*Activity*
Leaving the pictures aside, reproduce the data in full and word for word.

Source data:
-- -- --

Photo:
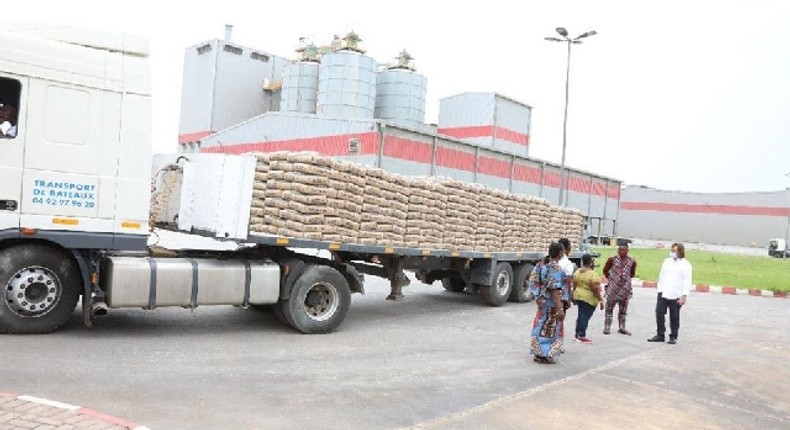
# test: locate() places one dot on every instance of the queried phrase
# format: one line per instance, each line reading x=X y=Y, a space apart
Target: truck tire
x=454 y=285
x=520 y=293
x=319 y=300
x=41 y=287
x=497 y=293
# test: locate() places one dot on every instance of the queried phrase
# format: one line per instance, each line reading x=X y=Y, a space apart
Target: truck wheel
x=41 y=287
x=319 y=300
x=454 y=285
x=497 y=294
x=520 y=293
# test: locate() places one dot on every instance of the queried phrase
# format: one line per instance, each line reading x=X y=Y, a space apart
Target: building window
x=233 y=50
x=259 y=57
x=10 y=91
x=203 y=49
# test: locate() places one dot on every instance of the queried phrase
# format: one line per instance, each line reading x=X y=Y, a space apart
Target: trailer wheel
x=41 y=287
x=454 y=285
x=319 y=300
x=497 y=293
x=520 y=293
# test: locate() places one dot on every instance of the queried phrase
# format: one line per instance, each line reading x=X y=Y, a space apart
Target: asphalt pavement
x=435 y=360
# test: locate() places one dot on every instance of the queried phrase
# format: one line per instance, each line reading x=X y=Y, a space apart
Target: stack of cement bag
x=539 y=213
x=384 y=209
x=425 y=223
x=490 y=219
x=461 y=215
x=296 y=195
x=556 y=224
x=516 y=237
x=310 y=196
x=258 y=209
x=344 y=211
x=307 y=196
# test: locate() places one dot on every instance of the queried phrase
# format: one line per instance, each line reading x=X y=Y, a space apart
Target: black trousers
x=662 y=305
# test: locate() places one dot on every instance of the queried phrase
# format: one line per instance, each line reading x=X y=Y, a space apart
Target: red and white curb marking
x=76 y=409
x=702 y=288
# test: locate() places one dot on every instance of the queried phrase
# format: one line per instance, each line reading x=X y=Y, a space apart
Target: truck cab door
x=13 y=114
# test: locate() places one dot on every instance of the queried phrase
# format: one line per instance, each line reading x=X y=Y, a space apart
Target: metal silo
x=300 y=81
x=400 y=94
x=300 y=87
x=347 y=82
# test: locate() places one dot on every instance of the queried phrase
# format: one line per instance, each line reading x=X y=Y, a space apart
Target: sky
x=682 y=95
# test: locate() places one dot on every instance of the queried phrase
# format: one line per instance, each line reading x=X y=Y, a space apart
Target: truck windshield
x=10 y=90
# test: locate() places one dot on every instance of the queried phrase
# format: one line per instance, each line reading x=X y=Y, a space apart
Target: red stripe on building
x=599 y=189
x=406 y=149
x=613 y=192
x=194 y=137
x=107 y=418
x=476 y=131
x=468 y=132
x=493 y=167
x=511 y=136
x=412 y=150
x=551 y=179
x=327 y=145
x=454 y=159
x=706 y=209
x=527 y=174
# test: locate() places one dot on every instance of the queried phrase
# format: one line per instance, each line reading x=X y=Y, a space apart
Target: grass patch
x=712 y=268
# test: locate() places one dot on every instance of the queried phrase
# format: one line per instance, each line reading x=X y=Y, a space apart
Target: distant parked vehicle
x=778 y=248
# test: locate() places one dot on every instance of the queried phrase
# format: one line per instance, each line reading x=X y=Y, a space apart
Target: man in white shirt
x=674 y=285
x=566 y=265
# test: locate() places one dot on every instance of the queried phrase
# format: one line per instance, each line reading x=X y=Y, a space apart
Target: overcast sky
x=687 y=95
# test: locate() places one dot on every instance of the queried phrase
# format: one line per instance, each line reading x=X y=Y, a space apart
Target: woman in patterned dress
x=547 y=329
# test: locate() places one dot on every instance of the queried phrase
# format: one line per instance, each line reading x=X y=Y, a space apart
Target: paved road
x=437 y=360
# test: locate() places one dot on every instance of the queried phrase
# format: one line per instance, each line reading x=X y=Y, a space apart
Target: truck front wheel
x=319 y=300
x=41 y=287
x=497 y=293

-- -- --

*Answer box*
Photo:
# test: locate() places one dot on every instance of the queried phrase
# format: one line per instance, each line reading x=X y=Y, a space apart
Target: truck tire
x=454 y=285
x=520 y=293
x=319 y=300
x=41 y=287
x=497 y=293
# test: locate() places one dot on every instance of the queried phrase
# format: one line per instance, each line reading x=X y=Y, a space apart
Target: truck wheel
x=41 y=287
x=319 y=300
x=454 y=285
x=497 y=294
x=520 y=293
# test: locate() places one dot on every instance of the queried phrase
# format: one line per instance, each line reading x=X y=Y, a space apart
Target: building window
x=233 y=50
x=259 y=57
x=10 y=91
x=203 y=49
# test: locate() places one dot on every instance of the queried phrase
# format: one line per instance, each line reading x=X y=Y, a space apart
Target: trailer wheel
x=41 y=287
x=454 y=285
x=319 y=300
x=497 y=293
x=520 y=293
# test: locate() places one dot on every instance of the queried phrase
# format: one line per instance, each line reading x=X y=Y, a space apart
Target: asphalt pavement
x=435 y=360
# test: locate() places one dot on every instance of the queried phrase
# format: one line per instance, each line reading x=X y=Y, a space apart
Target: stack of cement bag
x=539 y=213
x=384 y=209
x=425 y=223
x=490 y=219
x=461 y=215
x=296 y=195
x=556 y=224
x=516 y=237
x=310 y=196
x=258 y=209
x=344 y=211
x=307 y=196
# test: locate() places one dot on every instance of the queried phrase
# format: one line per instance, each line reading x=X y=Y, a space apart
Target: black trousers
x=662 y=305
# test: locate() places one dot on every instance of the queried phrase
# format: one line per instance, each line reading x=X y=Y, a space apart
Target: red and white curb marking
x=76 y=409
x=702 y=288
# test: locate() places one dot on every instance of the queried phrase
# format: one line per instance, each line reading x=X y=Y, a space apart
Target: truck cab door
x=13 y=114
# test: locate() places one dot on every instance of the queried phrase
# format: one line per instance, each line reading x=X y=Y, a space apart
Target: metal silo
x=300 y=81
x=400 y=94
x=300 y=87
x=347 y=82
# test: locate() places one dot on every instance of the queried phrase
# format: one line per instance, each line reading x=X y=Y, a space apart
Target: sky
x=682 y=95
# test: locate() places one dot on every instance of the queried phrase
# format: one line per instance, each line reading x=X y=Y, a space apart
Target: truck windshield
x=10 y=90
# test: locate() places one dot on every instance of the queried phrase
# format: one line per instance, each line reading x=X y=Y, a space apart
Target: red stripe on building
x=599 y=189
x=406 y=149
x=613 y=192
x=194 y=137
x=107 y=418
x=476 y=131
x=468 y=132
x=493 y=167
x=511 y=136
x=412 y=150
x=551 y=179
x=327 y=145
x=454 y=159
x=706 y=209
x=527 y=174
# test: locate() places one dot on every instance of the queried phrase
# format: one line per instance, each line reading x=X y=Y, a space apart
Target: grass patch
x=712 y=268
# test: locate() places one dot on every instance of the queried phrase
# format: one line per instance, each line reading x=X y=Y, a space apart
Target: distant parked vehicle
x=778 y=248
# test: locate() places one dot on every instance of the queried phrase
# format: one line per instance, each line reading x=X y=Y, a space apart
Target: man in white shirt
x=674 y=285
x=566 y=265
# test: locate() places one dot on every instance of the queried phrase
# format: one line per instance, each line reading x=X y=Y, a space apart
Target: overcast sky
x=687 y=95
# test: locate() places one dot on every instance of the queried phrase
# format: one line per instance, each line reading x=X y=Y, a space apart
Target: woman in patterned dress
x=547 y=329
# test: locate() places one dot on every instance of the queried phrase
# format: one line per instance, each line reading x=X y=Y, a space apart
Target: paved road
x=437 y=360
# test: locate() places one dot on every instance of the queried phrase
# format: one line per instance, each line reading x=X y=Y, a space apart
Target: truck front wheel
x=319 y=300
x=41 y=287
x=497 y=293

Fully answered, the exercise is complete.